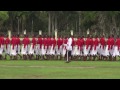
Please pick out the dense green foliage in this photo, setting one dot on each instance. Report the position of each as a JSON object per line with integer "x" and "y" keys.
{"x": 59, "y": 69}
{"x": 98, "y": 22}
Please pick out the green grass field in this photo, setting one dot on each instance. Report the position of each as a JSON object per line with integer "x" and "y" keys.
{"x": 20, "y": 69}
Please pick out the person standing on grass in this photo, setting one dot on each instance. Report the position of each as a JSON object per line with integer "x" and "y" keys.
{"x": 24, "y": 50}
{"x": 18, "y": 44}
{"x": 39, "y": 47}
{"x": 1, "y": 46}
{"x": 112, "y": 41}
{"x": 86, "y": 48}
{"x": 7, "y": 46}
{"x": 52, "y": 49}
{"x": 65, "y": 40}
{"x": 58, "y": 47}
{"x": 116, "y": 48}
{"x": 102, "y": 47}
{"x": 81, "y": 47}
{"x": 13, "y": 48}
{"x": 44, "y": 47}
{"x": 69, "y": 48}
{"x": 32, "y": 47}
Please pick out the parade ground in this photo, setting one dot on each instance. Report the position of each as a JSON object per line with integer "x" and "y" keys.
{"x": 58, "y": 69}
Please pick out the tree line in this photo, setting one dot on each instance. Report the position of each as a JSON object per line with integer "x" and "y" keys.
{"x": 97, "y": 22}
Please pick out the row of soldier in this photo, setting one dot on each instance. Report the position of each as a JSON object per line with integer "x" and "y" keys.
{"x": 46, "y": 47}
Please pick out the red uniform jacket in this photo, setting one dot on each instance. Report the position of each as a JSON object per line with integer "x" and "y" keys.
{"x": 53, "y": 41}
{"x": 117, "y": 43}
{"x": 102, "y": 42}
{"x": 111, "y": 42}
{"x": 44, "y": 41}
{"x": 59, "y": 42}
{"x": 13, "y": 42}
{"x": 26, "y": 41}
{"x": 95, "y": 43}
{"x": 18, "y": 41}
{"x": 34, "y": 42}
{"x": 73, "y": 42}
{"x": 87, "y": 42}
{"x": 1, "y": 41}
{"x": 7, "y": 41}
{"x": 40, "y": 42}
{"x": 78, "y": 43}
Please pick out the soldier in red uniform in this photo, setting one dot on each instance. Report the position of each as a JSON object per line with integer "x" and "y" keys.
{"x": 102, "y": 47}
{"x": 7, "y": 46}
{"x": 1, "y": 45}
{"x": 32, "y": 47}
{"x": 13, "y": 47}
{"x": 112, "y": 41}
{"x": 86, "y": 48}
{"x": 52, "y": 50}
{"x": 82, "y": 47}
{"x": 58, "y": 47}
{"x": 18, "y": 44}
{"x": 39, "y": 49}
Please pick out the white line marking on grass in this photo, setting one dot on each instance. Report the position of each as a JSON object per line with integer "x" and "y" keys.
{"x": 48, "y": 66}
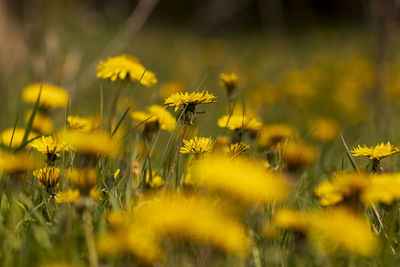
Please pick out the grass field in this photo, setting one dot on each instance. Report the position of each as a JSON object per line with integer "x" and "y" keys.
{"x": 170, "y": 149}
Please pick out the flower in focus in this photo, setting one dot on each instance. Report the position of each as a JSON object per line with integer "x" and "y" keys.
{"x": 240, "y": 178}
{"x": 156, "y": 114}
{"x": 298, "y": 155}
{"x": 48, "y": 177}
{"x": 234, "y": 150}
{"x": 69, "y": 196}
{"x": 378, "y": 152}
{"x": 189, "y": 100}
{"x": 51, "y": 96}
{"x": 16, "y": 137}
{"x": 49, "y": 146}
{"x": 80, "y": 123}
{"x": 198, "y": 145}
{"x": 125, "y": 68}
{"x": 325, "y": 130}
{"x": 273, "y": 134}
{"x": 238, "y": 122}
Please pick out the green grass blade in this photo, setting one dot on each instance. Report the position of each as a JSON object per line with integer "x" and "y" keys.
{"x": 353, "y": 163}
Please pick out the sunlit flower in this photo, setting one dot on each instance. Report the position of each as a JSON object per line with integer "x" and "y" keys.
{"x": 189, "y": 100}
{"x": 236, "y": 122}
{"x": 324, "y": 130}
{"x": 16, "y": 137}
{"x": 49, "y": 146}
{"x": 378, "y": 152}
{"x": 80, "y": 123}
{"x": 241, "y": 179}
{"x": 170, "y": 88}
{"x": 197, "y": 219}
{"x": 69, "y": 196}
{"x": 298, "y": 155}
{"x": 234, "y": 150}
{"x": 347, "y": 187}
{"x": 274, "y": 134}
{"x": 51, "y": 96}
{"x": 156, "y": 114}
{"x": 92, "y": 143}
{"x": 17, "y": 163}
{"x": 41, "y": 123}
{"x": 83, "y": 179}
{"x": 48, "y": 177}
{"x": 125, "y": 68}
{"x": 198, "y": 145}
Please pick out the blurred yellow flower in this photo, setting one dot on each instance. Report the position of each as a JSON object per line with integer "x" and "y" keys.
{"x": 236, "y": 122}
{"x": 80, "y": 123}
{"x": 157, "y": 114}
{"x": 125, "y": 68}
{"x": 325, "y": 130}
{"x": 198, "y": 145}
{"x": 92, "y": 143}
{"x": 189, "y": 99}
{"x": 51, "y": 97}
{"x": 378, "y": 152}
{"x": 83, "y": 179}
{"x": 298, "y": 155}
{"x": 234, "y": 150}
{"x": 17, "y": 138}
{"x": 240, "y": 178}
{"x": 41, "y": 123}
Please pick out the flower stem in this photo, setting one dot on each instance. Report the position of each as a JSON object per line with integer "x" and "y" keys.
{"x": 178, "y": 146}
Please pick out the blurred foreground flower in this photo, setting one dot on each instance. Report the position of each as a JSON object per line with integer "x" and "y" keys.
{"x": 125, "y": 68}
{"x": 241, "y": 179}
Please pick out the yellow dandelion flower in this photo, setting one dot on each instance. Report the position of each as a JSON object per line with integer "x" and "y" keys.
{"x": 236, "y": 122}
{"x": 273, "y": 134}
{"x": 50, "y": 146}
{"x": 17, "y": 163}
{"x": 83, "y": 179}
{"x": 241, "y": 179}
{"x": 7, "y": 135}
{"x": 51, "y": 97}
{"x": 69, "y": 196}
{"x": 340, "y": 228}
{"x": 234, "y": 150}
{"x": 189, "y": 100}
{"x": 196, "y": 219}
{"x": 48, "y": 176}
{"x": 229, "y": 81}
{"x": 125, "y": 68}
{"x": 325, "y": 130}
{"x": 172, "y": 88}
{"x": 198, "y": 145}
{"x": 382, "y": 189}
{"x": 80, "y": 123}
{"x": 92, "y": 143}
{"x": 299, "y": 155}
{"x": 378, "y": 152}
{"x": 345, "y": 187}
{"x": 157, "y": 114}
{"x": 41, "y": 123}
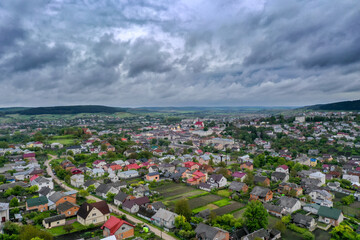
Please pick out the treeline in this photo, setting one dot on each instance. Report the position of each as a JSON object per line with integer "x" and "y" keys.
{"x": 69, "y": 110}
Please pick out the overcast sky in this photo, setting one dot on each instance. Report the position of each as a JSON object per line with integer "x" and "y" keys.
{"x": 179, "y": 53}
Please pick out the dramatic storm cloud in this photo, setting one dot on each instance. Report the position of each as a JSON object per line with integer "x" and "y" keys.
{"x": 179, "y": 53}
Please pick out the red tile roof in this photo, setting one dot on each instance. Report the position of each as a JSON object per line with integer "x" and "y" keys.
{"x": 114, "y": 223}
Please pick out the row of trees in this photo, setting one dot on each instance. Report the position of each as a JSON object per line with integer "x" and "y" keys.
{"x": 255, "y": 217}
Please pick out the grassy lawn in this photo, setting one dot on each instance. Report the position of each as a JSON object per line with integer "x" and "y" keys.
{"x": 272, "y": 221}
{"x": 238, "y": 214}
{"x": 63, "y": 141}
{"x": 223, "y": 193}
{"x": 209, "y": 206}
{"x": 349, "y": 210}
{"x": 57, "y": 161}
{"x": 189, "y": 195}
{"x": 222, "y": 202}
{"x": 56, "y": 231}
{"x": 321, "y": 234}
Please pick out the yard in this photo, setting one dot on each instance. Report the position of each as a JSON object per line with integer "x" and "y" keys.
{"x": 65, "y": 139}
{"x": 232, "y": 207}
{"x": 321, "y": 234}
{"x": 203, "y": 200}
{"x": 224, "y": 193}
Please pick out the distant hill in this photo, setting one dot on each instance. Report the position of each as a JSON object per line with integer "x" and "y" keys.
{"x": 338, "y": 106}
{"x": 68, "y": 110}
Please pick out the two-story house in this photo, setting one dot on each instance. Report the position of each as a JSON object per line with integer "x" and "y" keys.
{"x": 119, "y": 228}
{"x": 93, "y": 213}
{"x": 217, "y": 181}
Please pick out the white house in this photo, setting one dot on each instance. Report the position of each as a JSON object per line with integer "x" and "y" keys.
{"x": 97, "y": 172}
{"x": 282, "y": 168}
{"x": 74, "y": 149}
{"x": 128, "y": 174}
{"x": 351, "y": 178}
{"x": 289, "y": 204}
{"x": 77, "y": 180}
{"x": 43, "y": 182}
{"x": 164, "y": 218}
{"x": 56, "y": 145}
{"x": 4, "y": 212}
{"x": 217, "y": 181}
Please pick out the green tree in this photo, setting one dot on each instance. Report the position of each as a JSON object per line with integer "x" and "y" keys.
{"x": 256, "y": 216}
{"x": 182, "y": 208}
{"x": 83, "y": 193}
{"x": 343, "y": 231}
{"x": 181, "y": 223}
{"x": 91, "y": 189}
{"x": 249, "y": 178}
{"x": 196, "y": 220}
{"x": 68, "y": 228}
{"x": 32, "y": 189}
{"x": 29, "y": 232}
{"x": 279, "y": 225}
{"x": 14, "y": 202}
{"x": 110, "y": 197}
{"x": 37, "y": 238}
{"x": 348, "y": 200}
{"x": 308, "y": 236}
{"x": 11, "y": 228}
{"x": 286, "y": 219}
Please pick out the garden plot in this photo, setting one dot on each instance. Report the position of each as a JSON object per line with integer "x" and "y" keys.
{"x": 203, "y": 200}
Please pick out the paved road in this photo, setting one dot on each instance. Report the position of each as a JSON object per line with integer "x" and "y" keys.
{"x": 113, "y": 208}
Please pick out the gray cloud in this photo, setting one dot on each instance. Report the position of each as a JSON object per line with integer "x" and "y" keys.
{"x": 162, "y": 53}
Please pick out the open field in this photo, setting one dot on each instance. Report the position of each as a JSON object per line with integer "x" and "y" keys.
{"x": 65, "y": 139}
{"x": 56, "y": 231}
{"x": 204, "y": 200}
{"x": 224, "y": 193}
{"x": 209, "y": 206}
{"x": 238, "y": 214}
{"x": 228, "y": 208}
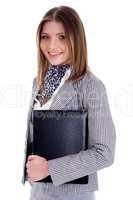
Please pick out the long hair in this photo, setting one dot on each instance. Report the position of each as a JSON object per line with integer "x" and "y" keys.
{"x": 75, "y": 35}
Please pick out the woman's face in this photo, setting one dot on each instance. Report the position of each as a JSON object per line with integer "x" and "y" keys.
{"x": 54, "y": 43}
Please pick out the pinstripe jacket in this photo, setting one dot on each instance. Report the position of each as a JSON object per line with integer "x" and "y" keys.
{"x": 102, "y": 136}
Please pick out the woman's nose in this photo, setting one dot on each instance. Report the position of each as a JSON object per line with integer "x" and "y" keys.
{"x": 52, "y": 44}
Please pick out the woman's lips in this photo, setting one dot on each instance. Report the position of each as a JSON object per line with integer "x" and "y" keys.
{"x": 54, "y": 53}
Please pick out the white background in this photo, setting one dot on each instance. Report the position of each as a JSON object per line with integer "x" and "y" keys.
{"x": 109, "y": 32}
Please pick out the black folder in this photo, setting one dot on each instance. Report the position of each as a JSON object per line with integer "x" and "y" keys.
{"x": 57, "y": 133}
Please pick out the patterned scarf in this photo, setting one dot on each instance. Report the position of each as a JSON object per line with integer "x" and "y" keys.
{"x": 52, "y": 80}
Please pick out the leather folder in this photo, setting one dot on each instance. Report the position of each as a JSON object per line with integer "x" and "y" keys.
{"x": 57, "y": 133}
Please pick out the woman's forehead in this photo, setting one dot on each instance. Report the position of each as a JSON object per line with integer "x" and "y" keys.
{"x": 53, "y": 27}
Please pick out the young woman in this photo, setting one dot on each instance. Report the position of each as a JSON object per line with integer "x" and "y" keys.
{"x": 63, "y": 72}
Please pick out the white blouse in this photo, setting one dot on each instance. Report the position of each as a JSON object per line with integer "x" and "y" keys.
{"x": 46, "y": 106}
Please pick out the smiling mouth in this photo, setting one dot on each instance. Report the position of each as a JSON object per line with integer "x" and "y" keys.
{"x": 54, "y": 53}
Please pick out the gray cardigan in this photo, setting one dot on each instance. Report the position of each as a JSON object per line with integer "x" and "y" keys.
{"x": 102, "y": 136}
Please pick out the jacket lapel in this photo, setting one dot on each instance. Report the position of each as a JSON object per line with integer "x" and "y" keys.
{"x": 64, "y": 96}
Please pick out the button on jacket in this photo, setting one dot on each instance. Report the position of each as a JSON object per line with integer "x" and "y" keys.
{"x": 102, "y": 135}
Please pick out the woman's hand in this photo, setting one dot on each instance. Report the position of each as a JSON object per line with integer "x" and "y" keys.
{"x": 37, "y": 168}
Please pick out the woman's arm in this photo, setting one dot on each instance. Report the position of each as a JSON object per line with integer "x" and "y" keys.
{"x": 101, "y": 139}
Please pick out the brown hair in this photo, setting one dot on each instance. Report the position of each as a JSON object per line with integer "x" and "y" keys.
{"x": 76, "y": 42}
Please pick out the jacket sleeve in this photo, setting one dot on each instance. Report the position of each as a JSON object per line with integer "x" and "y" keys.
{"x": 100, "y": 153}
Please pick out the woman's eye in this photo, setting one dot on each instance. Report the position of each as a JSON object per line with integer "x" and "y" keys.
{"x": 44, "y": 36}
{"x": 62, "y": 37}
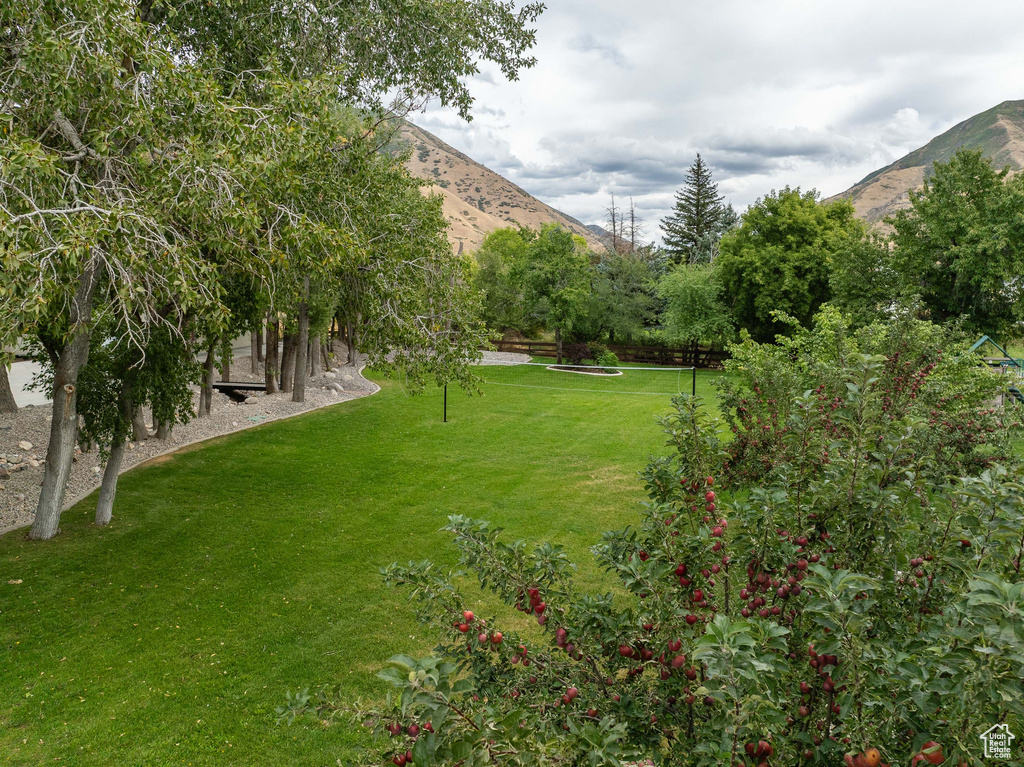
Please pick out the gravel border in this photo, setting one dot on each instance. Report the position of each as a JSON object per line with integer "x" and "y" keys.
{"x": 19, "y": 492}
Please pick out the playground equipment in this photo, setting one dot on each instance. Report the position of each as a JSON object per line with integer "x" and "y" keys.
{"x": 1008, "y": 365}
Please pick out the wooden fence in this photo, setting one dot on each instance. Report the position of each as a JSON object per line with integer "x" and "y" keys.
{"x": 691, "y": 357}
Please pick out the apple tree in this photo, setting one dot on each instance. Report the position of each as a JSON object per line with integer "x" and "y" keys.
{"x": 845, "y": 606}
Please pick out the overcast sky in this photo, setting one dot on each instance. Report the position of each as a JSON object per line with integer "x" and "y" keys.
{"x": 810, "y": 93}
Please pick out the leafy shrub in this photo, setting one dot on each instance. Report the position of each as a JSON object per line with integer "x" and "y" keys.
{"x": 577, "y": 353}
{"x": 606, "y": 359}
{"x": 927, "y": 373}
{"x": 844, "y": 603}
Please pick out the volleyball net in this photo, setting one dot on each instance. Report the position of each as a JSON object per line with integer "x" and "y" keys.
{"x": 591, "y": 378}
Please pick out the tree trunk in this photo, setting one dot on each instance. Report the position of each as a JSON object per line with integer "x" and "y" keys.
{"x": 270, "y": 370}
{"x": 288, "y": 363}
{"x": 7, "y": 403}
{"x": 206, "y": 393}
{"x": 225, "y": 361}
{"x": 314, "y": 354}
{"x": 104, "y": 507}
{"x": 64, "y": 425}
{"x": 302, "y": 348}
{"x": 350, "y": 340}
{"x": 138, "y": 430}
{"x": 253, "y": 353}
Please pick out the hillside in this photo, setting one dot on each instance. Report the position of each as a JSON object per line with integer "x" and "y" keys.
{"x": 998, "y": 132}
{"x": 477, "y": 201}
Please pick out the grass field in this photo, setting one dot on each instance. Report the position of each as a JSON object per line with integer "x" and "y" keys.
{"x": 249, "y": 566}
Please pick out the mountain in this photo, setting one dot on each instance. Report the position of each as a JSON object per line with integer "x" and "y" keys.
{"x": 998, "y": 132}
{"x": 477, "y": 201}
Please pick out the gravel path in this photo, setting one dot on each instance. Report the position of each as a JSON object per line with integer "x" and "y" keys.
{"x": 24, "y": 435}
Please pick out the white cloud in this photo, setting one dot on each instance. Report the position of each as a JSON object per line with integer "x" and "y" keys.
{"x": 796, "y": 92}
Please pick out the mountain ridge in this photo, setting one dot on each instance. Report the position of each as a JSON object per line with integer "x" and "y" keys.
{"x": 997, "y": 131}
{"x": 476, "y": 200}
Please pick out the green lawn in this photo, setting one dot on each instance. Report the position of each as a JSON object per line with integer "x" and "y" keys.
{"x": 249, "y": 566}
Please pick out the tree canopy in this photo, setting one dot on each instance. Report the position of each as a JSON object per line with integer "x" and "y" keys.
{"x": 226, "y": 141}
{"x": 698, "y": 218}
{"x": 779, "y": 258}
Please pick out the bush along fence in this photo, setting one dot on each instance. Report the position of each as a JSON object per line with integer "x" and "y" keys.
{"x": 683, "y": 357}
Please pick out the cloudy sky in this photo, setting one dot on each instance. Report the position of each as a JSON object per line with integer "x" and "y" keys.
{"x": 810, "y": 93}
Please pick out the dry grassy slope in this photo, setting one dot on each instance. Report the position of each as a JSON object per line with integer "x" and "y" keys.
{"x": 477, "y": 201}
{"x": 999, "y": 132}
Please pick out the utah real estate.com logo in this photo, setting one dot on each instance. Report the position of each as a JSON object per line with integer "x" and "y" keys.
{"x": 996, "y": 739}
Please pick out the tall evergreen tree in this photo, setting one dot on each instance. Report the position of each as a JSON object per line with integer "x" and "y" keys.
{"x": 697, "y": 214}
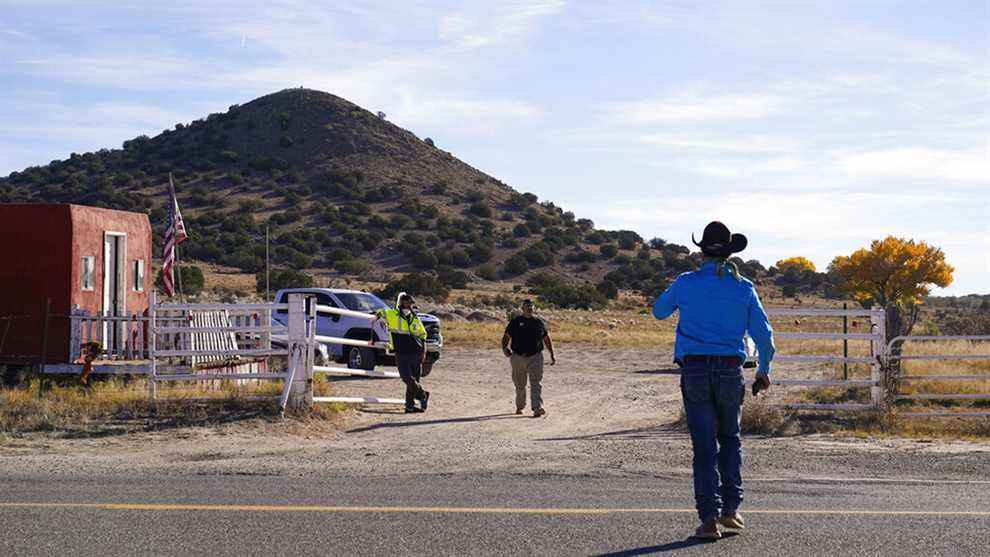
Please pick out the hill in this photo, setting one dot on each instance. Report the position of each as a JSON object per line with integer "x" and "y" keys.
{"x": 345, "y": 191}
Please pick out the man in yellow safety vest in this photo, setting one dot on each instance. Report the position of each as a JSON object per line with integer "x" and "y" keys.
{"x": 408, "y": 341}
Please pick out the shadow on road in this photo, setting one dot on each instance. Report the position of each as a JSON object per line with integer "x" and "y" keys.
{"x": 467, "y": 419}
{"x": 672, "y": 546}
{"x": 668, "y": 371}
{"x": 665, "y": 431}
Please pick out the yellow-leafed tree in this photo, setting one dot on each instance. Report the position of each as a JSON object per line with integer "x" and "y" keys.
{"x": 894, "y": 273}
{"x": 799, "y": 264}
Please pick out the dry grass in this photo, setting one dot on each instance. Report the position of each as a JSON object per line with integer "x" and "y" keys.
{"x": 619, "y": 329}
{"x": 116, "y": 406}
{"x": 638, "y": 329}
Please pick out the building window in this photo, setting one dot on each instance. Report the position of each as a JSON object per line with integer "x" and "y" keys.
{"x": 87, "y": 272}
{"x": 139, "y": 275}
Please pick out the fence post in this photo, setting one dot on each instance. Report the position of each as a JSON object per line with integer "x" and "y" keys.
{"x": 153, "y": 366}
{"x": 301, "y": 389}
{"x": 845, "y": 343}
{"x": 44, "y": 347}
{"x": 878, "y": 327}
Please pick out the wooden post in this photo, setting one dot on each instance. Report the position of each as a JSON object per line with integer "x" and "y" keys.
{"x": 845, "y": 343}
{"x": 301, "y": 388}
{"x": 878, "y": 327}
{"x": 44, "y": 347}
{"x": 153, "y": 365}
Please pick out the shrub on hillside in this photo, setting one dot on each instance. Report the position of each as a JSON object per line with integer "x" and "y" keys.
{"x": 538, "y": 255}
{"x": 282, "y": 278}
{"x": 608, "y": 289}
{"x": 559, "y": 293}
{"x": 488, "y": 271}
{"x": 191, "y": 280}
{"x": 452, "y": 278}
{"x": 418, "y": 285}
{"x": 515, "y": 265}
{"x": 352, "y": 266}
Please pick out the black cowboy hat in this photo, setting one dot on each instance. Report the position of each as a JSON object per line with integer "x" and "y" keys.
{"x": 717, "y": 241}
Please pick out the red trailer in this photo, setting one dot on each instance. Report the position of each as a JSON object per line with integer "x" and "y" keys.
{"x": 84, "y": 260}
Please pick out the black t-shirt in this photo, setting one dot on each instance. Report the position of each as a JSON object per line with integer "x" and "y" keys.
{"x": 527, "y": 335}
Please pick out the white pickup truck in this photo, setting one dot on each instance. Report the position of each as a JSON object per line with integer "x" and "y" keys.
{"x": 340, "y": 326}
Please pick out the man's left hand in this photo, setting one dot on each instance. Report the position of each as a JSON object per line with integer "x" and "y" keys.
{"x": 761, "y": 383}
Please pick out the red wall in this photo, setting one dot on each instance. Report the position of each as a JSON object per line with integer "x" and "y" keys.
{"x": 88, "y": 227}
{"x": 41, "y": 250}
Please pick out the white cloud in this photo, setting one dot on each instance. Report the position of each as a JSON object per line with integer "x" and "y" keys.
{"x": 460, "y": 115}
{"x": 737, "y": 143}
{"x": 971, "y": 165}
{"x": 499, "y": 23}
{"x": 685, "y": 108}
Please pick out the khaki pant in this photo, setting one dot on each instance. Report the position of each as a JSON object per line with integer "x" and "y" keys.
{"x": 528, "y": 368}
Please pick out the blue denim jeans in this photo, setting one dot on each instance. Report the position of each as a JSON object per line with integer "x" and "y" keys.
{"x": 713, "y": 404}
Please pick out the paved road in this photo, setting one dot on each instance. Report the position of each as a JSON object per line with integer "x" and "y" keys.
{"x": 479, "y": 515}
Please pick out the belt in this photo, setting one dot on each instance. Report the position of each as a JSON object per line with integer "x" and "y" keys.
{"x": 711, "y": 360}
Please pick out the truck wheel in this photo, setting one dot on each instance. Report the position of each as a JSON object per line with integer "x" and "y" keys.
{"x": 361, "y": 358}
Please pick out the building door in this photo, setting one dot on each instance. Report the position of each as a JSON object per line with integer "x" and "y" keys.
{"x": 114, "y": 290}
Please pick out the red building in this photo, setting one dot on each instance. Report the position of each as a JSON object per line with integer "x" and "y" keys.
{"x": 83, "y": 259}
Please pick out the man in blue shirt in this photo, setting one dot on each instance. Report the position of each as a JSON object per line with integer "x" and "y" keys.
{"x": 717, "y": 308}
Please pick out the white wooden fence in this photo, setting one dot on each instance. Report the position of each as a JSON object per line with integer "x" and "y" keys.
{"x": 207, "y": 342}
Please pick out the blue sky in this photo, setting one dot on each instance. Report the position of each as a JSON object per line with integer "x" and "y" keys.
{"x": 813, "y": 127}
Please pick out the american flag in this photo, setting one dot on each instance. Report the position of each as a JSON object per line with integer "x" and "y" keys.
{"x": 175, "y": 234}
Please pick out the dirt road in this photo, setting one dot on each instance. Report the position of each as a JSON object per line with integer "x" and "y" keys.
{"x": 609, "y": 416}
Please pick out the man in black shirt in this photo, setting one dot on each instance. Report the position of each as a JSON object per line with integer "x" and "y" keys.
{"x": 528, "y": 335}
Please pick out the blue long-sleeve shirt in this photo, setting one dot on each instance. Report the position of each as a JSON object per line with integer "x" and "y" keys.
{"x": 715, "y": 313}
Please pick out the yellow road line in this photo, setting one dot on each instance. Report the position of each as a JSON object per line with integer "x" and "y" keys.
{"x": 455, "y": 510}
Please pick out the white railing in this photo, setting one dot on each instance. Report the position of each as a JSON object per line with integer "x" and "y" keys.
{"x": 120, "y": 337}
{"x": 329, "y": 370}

_ _ _

### Exercise description
Repeat the data above starting at the line with "Please pick out the white wooden" and ending at its last line, exactly, with no other lines.

### Solution
Please pick out the white wooden fence in this photo, setting one dot on each instance. Report the position of each as a JSON object per line with integer "x" and "y" keys.
{"x": 207, "y": 342}
Please pick out the blue sky in this photo, setting one dot on each instance. Report the position of each as a JSON object per line with integer "x" and "y" keys.
{"x": 813, "y": 127}
Please pick out the american flag in this photo, setting one dot on each instance. Report the position of each as a JSON object per line with integer "x" and "y" keys.
{"x": 175, "y": 234}
Please pick out the dirt road in this photo, setting one dot on each instance. Report the position of each as a JSON object per line with integer "x" and "y" keys.
{"x": 609, "y": 416}
Please pick out the man in black shirt in this photo, setting one dot on each instance. Report the position of each as a JSON object per line with integer "x" and "y" keys.
{"x": 528, "y": 335}
Please pick out the blue long-sleeve shirt in this photo, setting one dot on each instance. Report the position of each as a JSON object per line with integer "x" and "y" keys.
{"x": 715, "y": 313}
Please pick out the yellow road line in this photo, setting one dot on each instance. Report the position of each as a JSON object per line with integer "x" and "y" keys.
{"x": 455, "y": 510}
Please pick out the white railing in this photo, setting one dot on each instance. Report the position of each as a JSON object per line with integer "x" and "y" keys.
{"x": 120, "y": 337}
{"x": 329, "y": 370}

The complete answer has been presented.